Supplied passage |
..........

The news story that the Bush administration may have defied a June 2004 deadline and delayed a congressionally directed report on outsourcing until well after the 2004 elections, then edited the final report to generally support the practice, has largely failed to gain any media attention. The circumstances surrounding the scrubbed report were initially reported in an October 12 article in Manufacturing & Technology News (MTN), a trade publication (via blogger David Sirota), and also appeared separately in an article in the October 17 edition of Business Week (according to the online version of the article, the initial story was finished on October 5). According to these reports, the Commerce Department finally released its report on the outsourcing of information technology (IT) and high-tech service jobs to other countries on September 8, more than a year after the June 2004 deadline that was written into the conference committee report of the 2004 consolidated appropriations bill (House Report 108-401) funding the study and six months after MTN had filed a Freedom of Information Act request seeking the report.
Outsourcing was controversial during the 2004 elections, and by not releasing the report upon the deadline directed by Congress, the administration avoided a possible election-year discussion regarding its findings. In addition, MTN and Business Week found that the final report, in contrast to the original government staff's six months of research, had almost entirely edited out the possible disadvantages of outsourcing, often using data from groups that support outsourcing. This entire incident, however, has largely gone unnoticed by the news media, being picked up thus far only in a single segment on CNN and three print media stories since the initial reports.

..........

Exercise brief | Retype the passage about the delayed outsourcing report in full, word for word. You won't need the rows to do this.

Stored records |
..........

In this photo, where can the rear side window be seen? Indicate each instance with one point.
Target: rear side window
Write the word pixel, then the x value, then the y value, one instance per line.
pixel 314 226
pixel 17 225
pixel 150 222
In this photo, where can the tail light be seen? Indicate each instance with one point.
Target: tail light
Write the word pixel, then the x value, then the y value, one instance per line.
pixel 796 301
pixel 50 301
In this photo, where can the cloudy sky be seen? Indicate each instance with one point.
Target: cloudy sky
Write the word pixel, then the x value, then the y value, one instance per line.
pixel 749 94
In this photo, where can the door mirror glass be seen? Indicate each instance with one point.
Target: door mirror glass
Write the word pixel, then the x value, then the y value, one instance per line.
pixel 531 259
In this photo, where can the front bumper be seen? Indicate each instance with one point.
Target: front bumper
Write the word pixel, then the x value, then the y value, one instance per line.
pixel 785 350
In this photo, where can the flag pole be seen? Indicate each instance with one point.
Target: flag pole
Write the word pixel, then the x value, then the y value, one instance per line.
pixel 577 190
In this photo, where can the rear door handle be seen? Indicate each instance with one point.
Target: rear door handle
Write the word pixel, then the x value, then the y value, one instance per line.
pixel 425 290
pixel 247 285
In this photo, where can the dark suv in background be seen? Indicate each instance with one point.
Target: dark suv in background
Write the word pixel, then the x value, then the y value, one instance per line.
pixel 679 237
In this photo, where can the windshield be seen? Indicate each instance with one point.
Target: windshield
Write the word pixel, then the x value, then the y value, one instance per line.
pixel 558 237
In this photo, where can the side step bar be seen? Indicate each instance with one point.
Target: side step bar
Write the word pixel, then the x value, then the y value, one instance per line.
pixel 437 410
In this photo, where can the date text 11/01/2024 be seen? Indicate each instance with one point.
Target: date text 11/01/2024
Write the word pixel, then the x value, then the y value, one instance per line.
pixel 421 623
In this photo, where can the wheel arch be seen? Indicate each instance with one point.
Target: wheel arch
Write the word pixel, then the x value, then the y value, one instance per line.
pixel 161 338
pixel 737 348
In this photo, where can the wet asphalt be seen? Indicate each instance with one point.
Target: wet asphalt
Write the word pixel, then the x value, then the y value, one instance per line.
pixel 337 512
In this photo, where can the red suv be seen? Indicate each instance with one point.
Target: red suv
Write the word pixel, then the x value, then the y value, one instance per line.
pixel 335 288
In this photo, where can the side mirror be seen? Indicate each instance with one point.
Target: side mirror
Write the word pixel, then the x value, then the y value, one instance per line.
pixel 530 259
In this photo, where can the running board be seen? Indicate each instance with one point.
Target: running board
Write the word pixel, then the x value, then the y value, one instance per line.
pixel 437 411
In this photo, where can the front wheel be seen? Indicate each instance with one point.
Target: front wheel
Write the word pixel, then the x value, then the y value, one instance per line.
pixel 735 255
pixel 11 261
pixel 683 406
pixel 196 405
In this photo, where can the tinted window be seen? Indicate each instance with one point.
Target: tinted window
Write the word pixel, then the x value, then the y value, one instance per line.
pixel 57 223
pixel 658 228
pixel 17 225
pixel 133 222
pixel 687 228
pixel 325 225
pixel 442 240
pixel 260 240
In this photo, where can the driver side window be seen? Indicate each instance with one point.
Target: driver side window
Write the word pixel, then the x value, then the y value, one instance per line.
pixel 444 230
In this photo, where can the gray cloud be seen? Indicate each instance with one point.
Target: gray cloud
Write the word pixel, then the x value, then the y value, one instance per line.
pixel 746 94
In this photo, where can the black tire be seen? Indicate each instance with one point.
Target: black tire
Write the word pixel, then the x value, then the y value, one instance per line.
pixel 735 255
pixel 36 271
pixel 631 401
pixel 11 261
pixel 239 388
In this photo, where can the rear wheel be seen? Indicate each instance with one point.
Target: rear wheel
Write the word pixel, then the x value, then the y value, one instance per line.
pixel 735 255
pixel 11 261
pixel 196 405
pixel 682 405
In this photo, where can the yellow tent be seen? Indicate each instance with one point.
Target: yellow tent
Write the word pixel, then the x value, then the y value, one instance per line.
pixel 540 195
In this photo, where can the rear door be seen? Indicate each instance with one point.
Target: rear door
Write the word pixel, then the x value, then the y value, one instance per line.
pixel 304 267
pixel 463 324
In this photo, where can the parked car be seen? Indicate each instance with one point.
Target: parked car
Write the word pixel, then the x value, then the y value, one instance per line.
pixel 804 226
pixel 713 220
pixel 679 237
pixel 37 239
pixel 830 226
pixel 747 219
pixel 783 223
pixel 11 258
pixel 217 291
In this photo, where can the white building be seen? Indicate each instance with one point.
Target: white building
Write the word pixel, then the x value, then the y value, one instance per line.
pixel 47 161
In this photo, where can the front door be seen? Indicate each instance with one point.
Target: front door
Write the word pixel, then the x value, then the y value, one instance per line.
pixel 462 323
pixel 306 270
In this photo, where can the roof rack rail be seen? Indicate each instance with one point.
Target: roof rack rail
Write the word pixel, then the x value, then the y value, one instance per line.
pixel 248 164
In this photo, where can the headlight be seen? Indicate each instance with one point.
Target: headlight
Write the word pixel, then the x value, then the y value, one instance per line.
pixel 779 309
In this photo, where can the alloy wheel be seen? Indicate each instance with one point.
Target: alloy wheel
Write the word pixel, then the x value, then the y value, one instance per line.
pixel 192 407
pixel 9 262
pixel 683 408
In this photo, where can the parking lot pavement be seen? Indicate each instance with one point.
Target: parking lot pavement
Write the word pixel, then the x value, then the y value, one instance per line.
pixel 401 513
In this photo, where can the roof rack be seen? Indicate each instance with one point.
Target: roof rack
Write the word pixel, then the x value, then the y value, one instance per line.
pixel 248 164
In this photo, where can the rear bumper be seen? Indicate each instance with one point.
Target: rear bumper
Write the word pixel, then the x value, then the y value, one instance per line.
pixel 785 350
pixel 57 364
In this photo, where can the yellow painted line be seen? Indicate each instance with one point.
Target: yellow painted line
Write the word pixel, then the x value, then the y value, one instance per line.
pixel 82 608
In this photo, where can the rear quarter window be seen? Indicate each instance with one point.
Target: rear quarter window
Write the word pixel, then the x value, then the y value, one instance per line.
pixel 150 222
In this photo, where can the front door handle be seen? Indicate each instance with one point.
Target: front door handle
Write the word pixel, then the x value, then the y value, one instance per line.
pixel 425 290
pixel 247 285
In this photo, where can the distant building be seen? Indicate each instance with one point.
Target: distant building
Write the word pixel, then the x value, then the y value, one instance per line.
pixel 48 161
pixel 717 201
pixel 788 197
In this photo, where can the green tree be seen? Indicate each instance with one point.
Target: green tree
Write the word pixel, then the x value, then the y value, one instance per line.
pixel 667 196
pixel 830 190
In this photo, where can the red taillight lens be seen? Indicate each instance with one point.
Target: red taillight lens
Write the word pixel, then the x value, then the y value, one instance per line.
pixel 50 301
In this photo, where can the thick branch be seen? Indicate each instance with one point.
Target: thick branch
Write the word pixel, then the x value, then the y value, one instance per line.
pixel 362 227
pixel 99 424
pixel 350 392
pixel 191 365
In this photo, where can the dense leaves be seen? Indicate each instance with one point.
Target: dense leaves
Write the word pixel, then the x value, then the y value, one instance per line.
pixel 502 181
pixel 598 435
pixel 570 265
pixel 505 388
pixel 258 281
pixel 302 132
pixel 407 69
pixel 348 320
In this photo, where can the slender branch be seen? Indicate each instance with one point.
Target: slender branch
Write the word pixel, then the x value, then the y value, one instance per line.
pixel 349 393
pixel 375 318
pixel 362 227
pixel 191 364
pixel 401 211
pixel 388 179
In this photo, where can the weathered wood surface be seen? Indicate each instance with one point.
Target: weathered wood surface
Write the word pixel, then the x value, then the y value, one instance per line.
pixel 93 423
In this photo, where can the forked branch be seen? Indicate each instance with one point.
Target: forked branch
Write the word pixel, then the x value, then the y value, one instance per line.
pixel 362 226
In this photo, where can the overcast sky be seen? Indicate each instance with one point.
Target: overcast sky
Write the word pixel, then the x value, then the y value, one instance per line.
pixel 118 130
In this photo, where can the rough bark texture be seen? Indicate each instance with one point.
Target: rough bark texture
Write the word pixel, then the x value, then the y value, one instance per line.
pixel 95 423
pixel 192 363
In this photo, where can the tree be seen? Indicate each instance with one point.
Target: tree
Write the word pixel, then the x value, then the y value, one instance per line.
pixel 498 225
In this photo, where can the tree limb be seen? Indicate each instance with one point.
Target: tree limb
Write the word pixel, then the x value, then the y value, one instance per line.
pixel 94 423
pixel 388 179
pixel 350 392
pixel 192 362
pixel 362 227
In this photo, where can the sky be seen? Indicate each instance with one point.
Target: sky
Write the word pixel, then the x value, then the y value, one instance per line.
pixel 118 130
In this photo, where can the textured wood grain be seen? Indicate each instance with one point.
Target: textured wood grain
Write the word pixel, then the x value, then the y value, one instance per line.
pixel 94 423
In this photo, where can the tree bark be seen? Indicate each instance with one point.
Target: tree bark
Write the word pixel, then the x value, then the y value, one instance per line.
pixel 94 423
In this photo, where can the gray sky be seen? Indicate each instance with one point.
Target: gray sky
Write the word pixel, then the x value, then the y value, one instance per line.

..........

Solution for this exercise |
The news story that the Bush administration may have defied a June 2004 deadline and delayed a congressionally directed report on outsourcing until well after the 2004 elections, then edited the final report to generally support the practice, has largely failed to gain any media attention. The circumstances surrounding the scrubbed report were initially reported in an October 12 article in Manufacturing & Technology News (MTN), a trade publication (via blogger David Sirota), and also appeared separately in an article in the October 17 edition of Business Week (according to the online version of the article, the initial story was finished on October 5). According to these reports, the Commerce Department finally released its report on the outsourcing of information technology (IT) and high-tech service jobs to other countries on September 8, more than a year after the June 2004 deadline that was written into the conference committee report of the 2004 consolidated appropriations bill (House Report 108-401) funding the study and six months after MTN had filed a Freedom of Information Act request seeking the report.
Outsourcing was controversial during the 2004 elections, and by not releasing the report upon the deadline directed by Congress, the administration avoided a possible election-year discussion regarding its findings. In addition, MTN and Business Week found that the final report, in contrast to the original government staff's six months of research, had almost entirely edited out the possible disadvantages of outsourcing, often using data from groups that support outsourcing. This entire incident, however, has largely gone unnoticed by the news media, being picked up thus far only in a single segment on CNN and three print media stories since the initial reports.